Exercise description. Using the listing below, show all lines that hold the word "background".

Information supplied.
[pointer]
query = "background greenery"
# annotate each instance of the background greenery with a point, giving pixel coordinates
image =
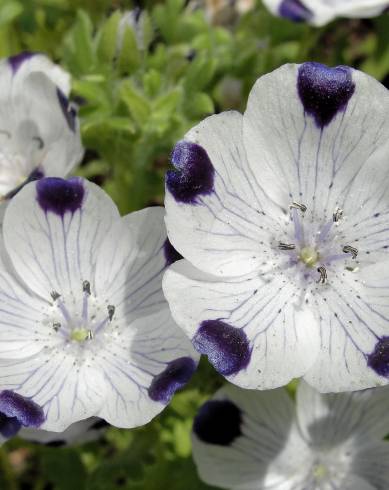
(139, 92)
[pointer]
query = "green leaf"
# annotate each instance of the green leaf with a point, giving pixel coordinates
(9, 11)
(136, 103)
(108, 39)
(199, 104)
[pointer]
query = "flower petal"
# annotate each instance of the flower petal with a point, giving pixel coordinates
(251, 330)
(78, 433)
(150, 357)
(53, 230)
(317, 135)
(354, 323)
(328, 421)
(217, 217)
(68, 389)
(247, 439)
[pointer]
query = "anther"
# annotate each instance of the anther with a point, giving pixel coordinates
(286, 246)
(54, 295)
(347, 249)
(338, 215)
(323, 274)
(86, 287)
(111, 312)
(298, 205)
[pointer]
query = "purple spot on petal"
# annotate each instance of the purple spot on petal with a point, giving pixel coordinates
(27, 412)
(193, 174)
(59, 195)
(175, 376)
(294, 10)
(218, 422)
(36, 174)
(378, 360)
(227, 347)
(68, 110)
(324, 91)
(9, 426)
(171, 254)
(17, 60)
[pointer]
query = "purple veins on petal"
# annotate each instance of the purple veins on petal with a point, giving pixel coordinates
(17, 60)
(218, 422)
(227, 348)
(378, 360)
(171, 254)
(193, 175)
(294, 10)
(24, 410)
(68, 110)
(59, 195)
(176, 374)
(324, 91)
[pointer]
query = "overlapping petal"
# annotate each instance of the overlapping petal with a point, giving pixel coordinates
(253, 331)
(320, 12)
(248, 440)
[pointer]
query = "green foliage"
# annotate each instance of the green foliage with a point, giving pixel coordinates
(139, 91)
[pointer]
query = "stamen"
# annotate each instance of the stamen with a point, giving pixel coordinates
(338, 215)
(286, 246)
(86, 287)
(323, 274)
(347, 249)
(111, 312)
(54, 295)
(298, 205)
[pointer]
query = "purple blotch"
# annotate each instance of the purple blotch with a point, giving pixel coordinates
(68, 110)
(36, 174)
(294, 10)
(227, 347)
(176, 374)
(59, 195)
(218, 422)
(17, 60)
(9, 426)
(171, 254)
(378, 360)
(193, 174)
(324, 91)
(16, 411)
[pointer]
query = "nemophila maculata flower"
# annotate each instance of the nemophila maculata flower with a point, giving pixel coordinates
(320, 12)
(39, 131)
(85, 330)
(16, 412)
(282, 217)
(250, 440)
(82, 432)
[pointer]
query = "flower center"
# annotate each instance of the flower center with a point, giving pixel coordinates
(79, 319)
(314, 251)
(309, 256)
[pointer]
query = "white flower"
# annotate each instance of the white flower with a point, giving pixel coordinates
(282, 215)
(249, 440)
(78, 433)
(17, 411)
(320, 12)
(39, 131)
(84, 327)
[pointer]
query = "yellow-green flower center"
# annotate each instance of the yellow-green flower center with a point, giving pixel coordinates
(79, 334)
(309, 256)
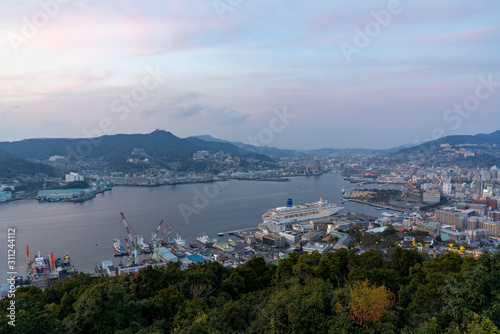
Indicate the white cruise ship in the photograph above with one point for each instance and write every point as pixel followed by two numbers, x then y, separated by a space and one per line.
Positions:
pixel 290 213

Answer section.
query = "background greenery"
# annotate each instance of the background greenery with a point, giving pixel coordinates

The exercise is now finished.